**** Input rows ****

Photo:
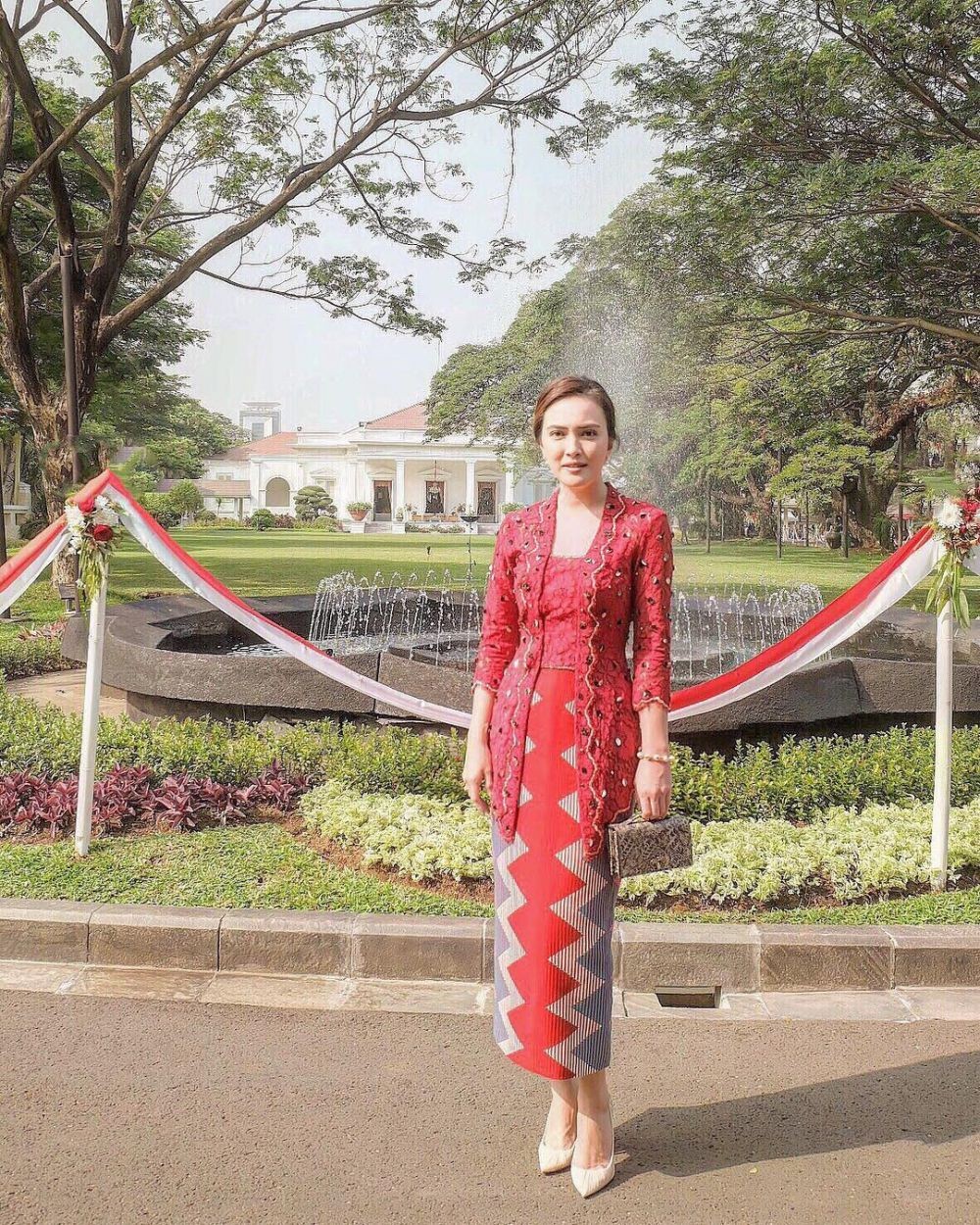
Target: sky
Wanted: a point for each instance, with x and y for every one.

****
**** Input rows ****

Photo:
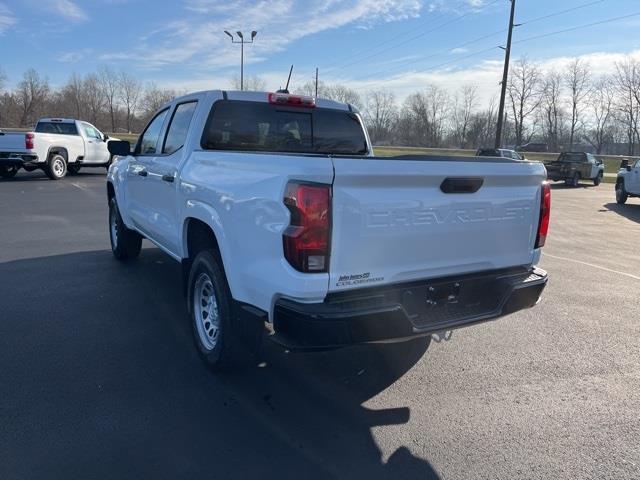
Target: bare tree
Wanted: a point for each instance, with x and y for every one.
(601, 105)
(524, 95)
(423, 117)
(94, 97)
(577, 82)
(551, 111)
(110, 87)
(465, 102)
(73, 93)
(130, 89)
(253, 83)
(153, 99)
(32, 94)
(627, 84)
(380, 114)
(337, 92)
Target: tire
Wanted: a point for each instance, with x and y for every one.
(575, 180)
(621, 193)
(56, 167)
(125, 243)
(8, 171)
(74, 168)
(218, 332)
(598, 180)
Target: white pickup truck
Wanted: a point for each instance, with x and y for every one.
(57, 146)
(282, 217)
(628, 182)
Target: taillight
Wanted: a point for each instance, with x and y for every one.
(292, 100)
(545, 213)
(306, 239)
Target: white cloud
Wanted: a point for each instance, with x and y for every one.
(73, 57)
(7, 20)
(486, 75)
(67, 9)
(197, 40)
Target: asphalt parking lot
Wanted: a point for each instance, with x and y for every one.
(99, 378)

****
**** Input rows ****

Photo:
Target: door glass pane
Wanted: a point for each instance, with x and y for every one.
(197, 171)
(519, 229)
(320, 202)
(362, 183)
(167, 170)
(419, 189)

****

▶ **Problem description**
Copy out each line of the material that contains the string "Target". Treat uppercase and lowercase as different.

▶ **Written response**
Target: sky
Target: bare tree
Target: tire
Target: white pickup truck
Target: taillight
Target: white cloud
Target: asphalt parking lot
Target: door glass pane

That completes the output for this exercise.